> Extrait fourni:
------------------------------------------------
Editeur : Envolume
Vous connaissez mon intérêt pour les premiers romans. Celui-ci part d’un sujet simple voire simplissime : découvrir le Corbeau qui empoisonne la vie d’un petit village. Mais quand on s’intéresse à l’humain, cela devient irrésistible. Une grande réussite.
Depuis sa rupture avec Elle, Nicolas Berger ne trouve plus goût à rien. Lui qui faisait montre de bonne humeur devient un être renfermé qui rumine sa rancœur et son malheur. Pour un journaliste, dela pose un sacré problème et c’est ce que lui explique son chef, Gérard, le rédacteur en chef de La Gironde. Une affaire de corbeau vient de surgir dans un petit village alentour et Nicolas dispose d’une semaine pour ramener un reportage.
Dans le train, il lit le dossier qu’on lui a préparé. Les accusations sont précises et tournées comme des vers poétiques mais néanmoins explicites et agressives :
« Le corbeau salue les ignorants, leur donne un peu de lumière, alors notez ceci :
La vieille militante n’a plus de fougue. Cette perdante ne l’ouvre plus. A-t-elle compris qu’elle ne servait à rien ?
Le chat de la secrétaire binoclarde n’a pas fugué. Il a été écrasé par le boucher. Trop lâche pour l’avouer, il a jeté le cadavre encore chaud dans le fossé.
Des cornes poussent sur la tête d’un adjoint. Il est ridicule, mollasson, incapable de voir que sa femme du nord se fait attraper par tout le monde, même le roi du village.
Votre dévoué corvidé »
On ne peut pas dire que l’accueil soit joyeux. Nicolas se pose au bar en face de la gare et rencontre Mathieu, l’envoyé spécial, le journaliste local, jeune homme embauché en CDD chargé de fournir un encart de temps en temps. Le pilier de bar ne se gêne pas pour dire ce qu’il pense des « fouille-merde ». Il apprend tout de même la bagarre qui a eu lieu lors du dernier conseil municipal, entre le maire et son adjoint. Malgré l’animosité ambiante, Nicolas se lance à corps (à cœur ?) perdu dans cette enquête.
Je me suis lancé plus par curiosité que par intérêt, tant les histoires de corbeaux pullulent dans les polars. Et je me suis laissé prendre au jeu. En fait, ce roman regorge de qualités, la première et la principale étant d’avoir créé ce personnage de journaliste dont la situation personnelle impacte son travail au jour le jour. Désabusé, presque déprimé, il accepte la mission qu’on lui confie, pour se changer les idées.
Et on croit à ce personnage parce qu’il est le narrateur et que l’écriture, à la fois pleine d’humour et de réparties en font un vrai plaisir de lecture. En bon journaliste, Nicolas est curieux de nature et observateur. L’auteur utilise donc un style fluide et descriptif qui nous fait croire à son personnage, et tout ça sans lourdeurs excessives. Comme je l’ai signalé plus haut, on se laisse prendre au jeu.
------------------------------------------------
> Lignes fournies:
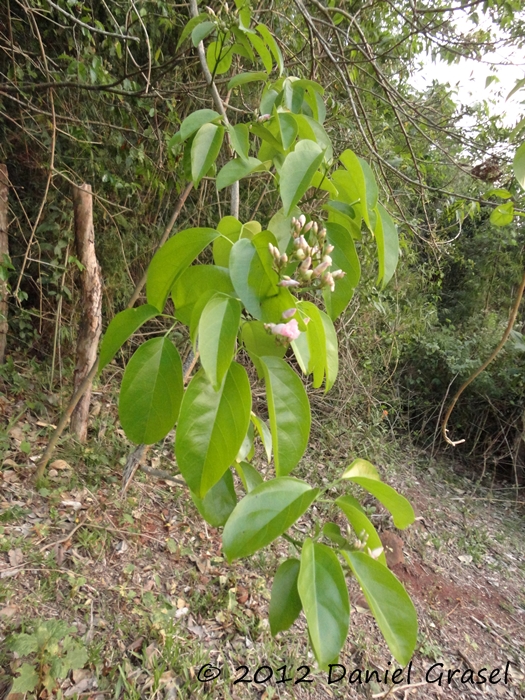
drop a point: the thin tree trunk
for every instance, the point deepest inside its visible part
(91, 322)
(4, 258)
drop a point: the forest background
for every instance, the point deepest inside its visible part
(94, 92)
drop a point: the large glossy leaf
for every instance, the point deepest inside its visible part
(231, 229)
(332, 353)
(358, 182)
(243, 78)
(285, 604)
(205, 149)
(344, 257)
(201, 31)
(151, 391)
(122, 327)
(297, 172)
(218, 327)
(264, 514)
(324, 595)
(389, 602)
(387, 242)
(219, 502)
(361, 524)
(503, 214)
(280, 225)
(235, 170)
(190, 26)
(212, 427)
(401, 510)
(289, 411)
(272, 45)
(218, 60)
(196, 280)
(195, 120)
(170, 261)
(250, 279)
(288, 127)
(518, 165)
(258, 342)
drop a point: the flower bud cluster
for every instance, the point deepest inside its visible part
(312, 251)
(285, 332)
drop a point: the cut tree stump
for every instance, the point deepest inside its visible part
(91, 320)
(4, 258)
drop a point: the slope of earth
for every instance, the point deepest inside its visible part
(142, 582)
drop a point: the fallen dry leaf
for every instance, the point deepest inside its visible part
(16, 558)
(60, 464)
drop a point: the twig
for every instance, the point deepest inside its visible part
(512, 319)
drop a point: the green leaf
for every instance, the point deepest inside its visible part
(264, 514)
(387, 243)
(272, 45)
(218, 327)
(235, 170)
(259, 45)
(264, 433)
(249, 276)
(389, 602)
(122, 327)
(212, 427)
(205, 149)
(371, 185)
(285, 604)
(249, 476)
(243, 78)
(401, 510)
(361, 524)
(312, 130)
(356, 187)
(289, 412)
(344, 257)
(281, 225)
(190, 26)
(218, 60)
(196, 280)
(231, 229)
(195, 120)
(297, 172)
(258, 342)
(503, 214)
(170, 261)
(26, 681)
(289, 130)
(219, 502)
(151, 391)
(324, 596)
(201, 31)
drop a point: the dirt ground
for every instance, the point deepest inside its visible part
(143, 581)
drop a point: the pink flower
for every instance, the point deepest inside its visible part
(289, 330)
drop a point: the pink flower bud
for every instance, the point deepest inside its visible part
(318, 271)
(305, 265)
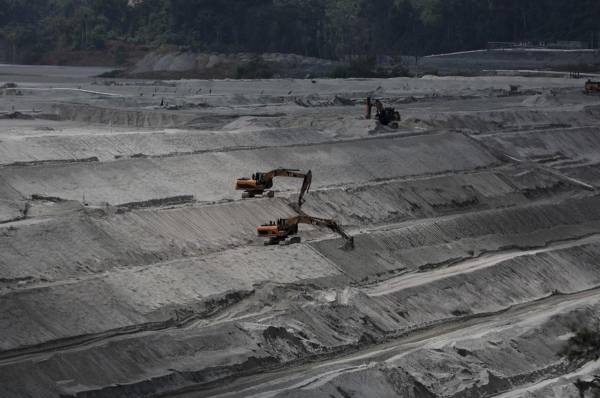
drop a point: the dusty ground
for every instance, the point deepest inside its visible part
(129, 266)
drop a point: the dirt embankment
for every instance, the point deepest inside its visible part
(220, 66)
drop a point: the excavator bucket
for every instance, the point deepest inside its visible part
(348, 244)
(245, 183)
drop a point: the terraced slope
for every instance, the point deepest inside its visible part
(130, 268)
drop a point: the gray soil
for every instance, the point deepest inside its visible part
(129, 267)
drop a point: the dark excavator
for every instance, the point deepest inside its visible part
(263, 182)
(279, 232)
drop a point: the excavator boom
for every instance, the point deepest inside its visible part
(261, 182)
(279, 231)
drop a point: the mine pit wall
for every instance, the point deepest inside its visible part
(111, 146)
(314, 329)
(395, 201)
(92, 241)
(12, 203)
(514, 356)
(87, 244)
(481, 291)
(348, 162)
(430, 244)
(508, 119)
(557, 146)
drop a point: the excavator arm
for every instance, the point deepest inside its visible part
(279, 231)
(329, 223)
(261, 182)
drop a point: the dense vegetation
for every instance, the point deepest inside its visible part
(322, 28)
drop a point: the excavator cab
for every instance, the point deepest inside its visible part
(279, 232)
(263, 182)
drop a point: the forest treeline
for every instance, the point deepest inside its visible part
(321, 28)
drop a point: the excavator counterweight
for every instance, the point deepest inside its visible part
(260, 183)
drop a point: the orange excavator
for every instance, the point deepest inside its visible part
(279, 232)
(263, 182)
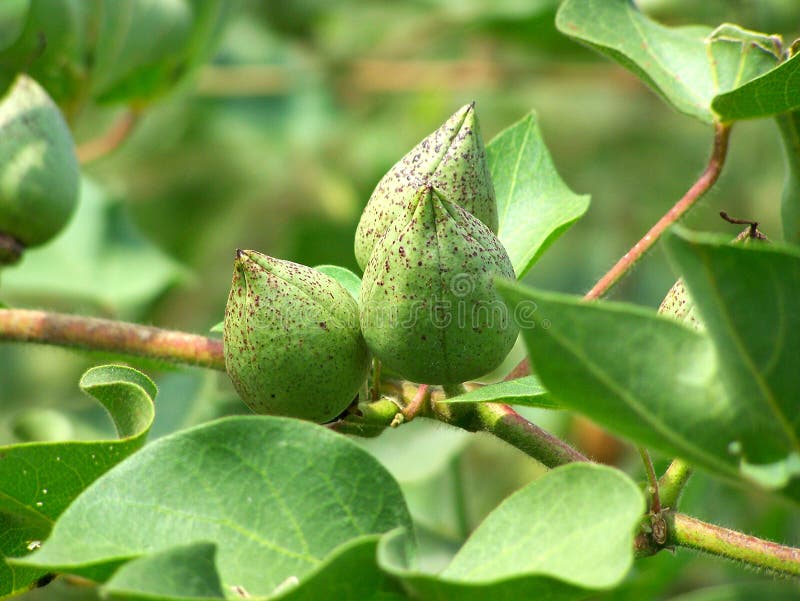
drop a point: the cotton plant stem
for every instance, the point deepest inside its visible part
(685, 531)
(90, 333)
(652, 479)
(505, 423)
(706, 180)
(673, 482)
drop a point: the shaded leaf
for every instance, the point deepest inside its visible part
(534, 205)
(723, 399)
(186, 572)
(519, 550)
(526, 391)
(39, 480)
(747, 299)
(687, 66)
(284, 493)
(350, 281)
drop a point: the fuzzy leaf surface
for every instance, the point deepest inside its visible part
(534, 205)
(276, 496)
(687, 66)
(519, 551)
(39, 480)
(725, 399)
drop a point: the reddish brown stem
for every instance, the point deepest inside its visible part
(111, 140)
(700, 187)
(21, 325)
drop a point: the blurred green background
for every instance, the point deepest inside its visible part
(276, 144)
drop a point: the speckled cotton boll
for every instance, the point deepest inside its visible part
(452, 160)
(292, 341)
(429, 307)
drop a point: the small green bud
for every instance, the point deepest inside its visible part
(39, 174)
(452, 160)
(678, 305)
(292, 341)
(429, 308)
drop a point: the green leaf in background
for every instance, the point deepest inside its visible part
(743, 591)
(748, 300)
(564, 536)
(526, 391)
(677, 390)
(350, 281)
(112, 51)
(687, 66)
(100, 258)
(39, 480)
(284, 494)
(789, 127)
(534, 205)
(774, 92)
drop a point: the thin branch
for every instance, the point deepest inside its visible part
(652, 480)
(685, 531)
(698, 189)
(21, 325)
(673, 482)
(112, 139)
(508, 425)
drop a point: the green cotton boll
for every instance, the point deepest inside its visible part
(429, 307)
(292, 341)
(39, 173)
(452, 160)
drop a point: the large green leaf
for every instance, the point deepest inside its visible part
(774, 92)
(100, 257)
(789, 127)
(39, 480)
(748, 301)
(526, 391)
(687, 66)
(564, 536)
(534, 205)
(725, 399)
(278, 497)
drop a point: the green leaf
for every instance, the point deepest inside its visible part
(748, 300)
(526, 391)
(187, 572)
(100, 257)
(789, 127)
(564, 536)
(743, 591)
(39, 480)
(723, 399)
(774, 92)
(687, 66)
(350, 281)
(278, 497)
(534, 205)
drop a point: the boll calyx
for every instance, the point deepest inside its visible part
(291, 339)
(453, 160)
(429, 307)
(39, 173)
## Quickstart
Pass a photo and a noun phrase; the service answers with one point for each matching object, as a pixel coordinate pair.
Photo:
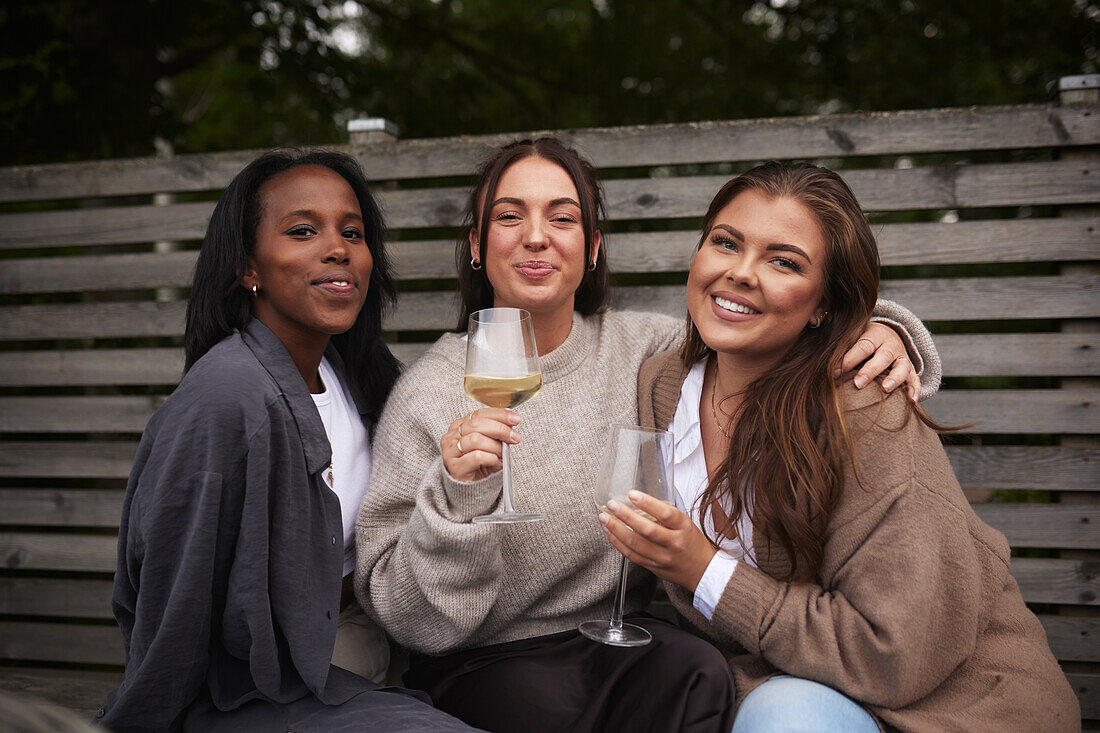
------------------------------------------------
> Consigne 1: Recopiez, dans la critique du roman sur le corbeau, tout ce qui va de « Dans le train, il » jusqu'à « dans le fossé. ».
> Consigne 2: Prolongez la critique du roman sur le corbeau à partir de sa dernière phrase.

> Réponse attendue 1:
Dans le train, il lit le dossier qu’on lui a préparé. Les accusations sont précises et tournées comme des vers poétiques mais néanmoins explicites et agressives :
« Le corbeau salue les ignorants, leur donne un peu de lumière, alors notez ceci :
La vieille militante n’a plus de fougue. Cette perdante ne l’ouvre plus. A-t-elle compris qu’elle ne servait à rien ?
Le chat de la secrétaire binoclarde n’a pas fugué. Il a été écrasé par le boucher. Trop lâche pour l’avouer, il a jeté le cadavre encore chaud dans le fossé.

> Réponse attendue 2:
Et puis, on y trouve la description d’un petit village, où tout le monde se connait, où tout le monde en veut à tout le monde, où tout le monde sait tout et ne sait rien, où tout le monde a son opinion sans le dire. Les ressentiments viennent de toute part, entre les conseillers municipaux, envers les commerçants, envers les vignerons. Plus l’auteur en rajoute, plus le village de Salérac qui semblait calme et tranquille au départ, se transforme en nid de guêpes … et elles sont bigrement agressives cette année, les guêpes !
On va y rencontrer de sacrés énergumènes, des histoires tantôt belles comme des histoires d’amour ratées, tantôt détestables comme les bassesses de certains protagonistes. Le portrait de ce petit village semble tellement vrai que l’on ne peut que louer le talent de l’auteur à observer son prochain et à savoir le retranscrire dans un roman. Une étonnante et une excellente surprise, je vous dis !
La fin de ce roman dénote de l’ensemble du roman, plus violente mais ressemble à un feu d’artifice qui vient clore un beau défilé de petites gens qui grognent dans leur coin. L’auteur nous montre que la vie des villages où ça parle dans le dos, ça fait de grands sourires et ça fait circuler des bruits sur vous. Je ne peux que vous donner un conseil, laissez-vous tenter par ce roman, une très grande réussite.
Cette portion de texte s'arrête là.